### Passage to read

━━━━━━━━━━

Park v. Stanford
2011 UT 41
Utah2011Background
- In 1994, Stanford and Buckway agreed Snowmass, L.C. would buy Parks' commercial property; Snowmass later substituted as purchaser.
- Stanford and Buckway as guarantors executed a personal guaranty limited to $500,000 on the Note; Snowmass was borrower.
- After amendments, notices of default could be sent to Stanford as guarantor; Buckway later ceased involvement and Stanford became sole member of Snowmass.
- Parks sued Stanford in 2002 to recover on his personal guaranty after Snowmass defaulted on the Note.
- Parks sought summary judgment arguing payments to the Parks were not to be credited toward Stanford’s guaranty.
- Stanford contended he paid over $750,000 as guarantor and intended those payments to satisfy the guaranty; he offered numerous notices and various checks as evidence.
- Court of Appeals adopted a rule requiring a prior agreement or contract to credit guaranty payments; the Utah Supreme Court granted certiorari to adopt a different rule.
- The Supreme Court adopts a reasonable-basis rule: a guarantor’s payments may be credited toward the guaranty if the recipient has a reasonable basis to know the payments were made in satisfaction of the guaranty; remands for record development.

━━━━━━━━━━

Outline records

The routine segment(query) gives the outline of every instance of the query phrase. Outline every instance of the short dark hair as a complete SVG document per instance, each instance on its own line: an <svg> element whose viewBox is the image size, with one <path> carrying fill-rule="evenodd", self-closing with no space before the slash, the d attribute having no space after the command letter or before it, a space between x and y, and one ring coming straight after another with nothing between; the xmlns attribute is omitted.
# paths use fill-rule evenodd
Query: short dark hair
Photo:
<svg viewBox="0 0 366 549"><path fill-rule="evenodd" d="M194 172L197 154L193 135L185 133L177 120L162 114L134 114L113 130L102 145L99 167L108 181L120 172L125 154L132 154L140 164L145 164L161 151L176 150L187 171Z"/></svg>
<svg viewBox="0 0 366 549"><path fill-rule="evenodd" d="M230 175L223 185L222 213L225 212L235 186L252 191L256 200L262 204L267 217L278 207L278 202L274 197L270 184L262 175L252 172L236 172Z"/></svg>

━━━━━━━━━━

### Do this
Copy the case summary word for word, from "Park v. Stanford" up to and including "Snowmass was borrower.". These rows have nothing to do with the case summary.

### Response
Park v. Stanford
2011 UT 41
Utah2011Background
- In 1994, Stanford and Buckway agreed Snowmass, L.C. would buy Parks' commercial property; Snowmass later substituted as purchaser.
- Stanford and Buckway as guarantors executed a personal guaranty limited to $500,000 on the Note; Snowmass was borrower.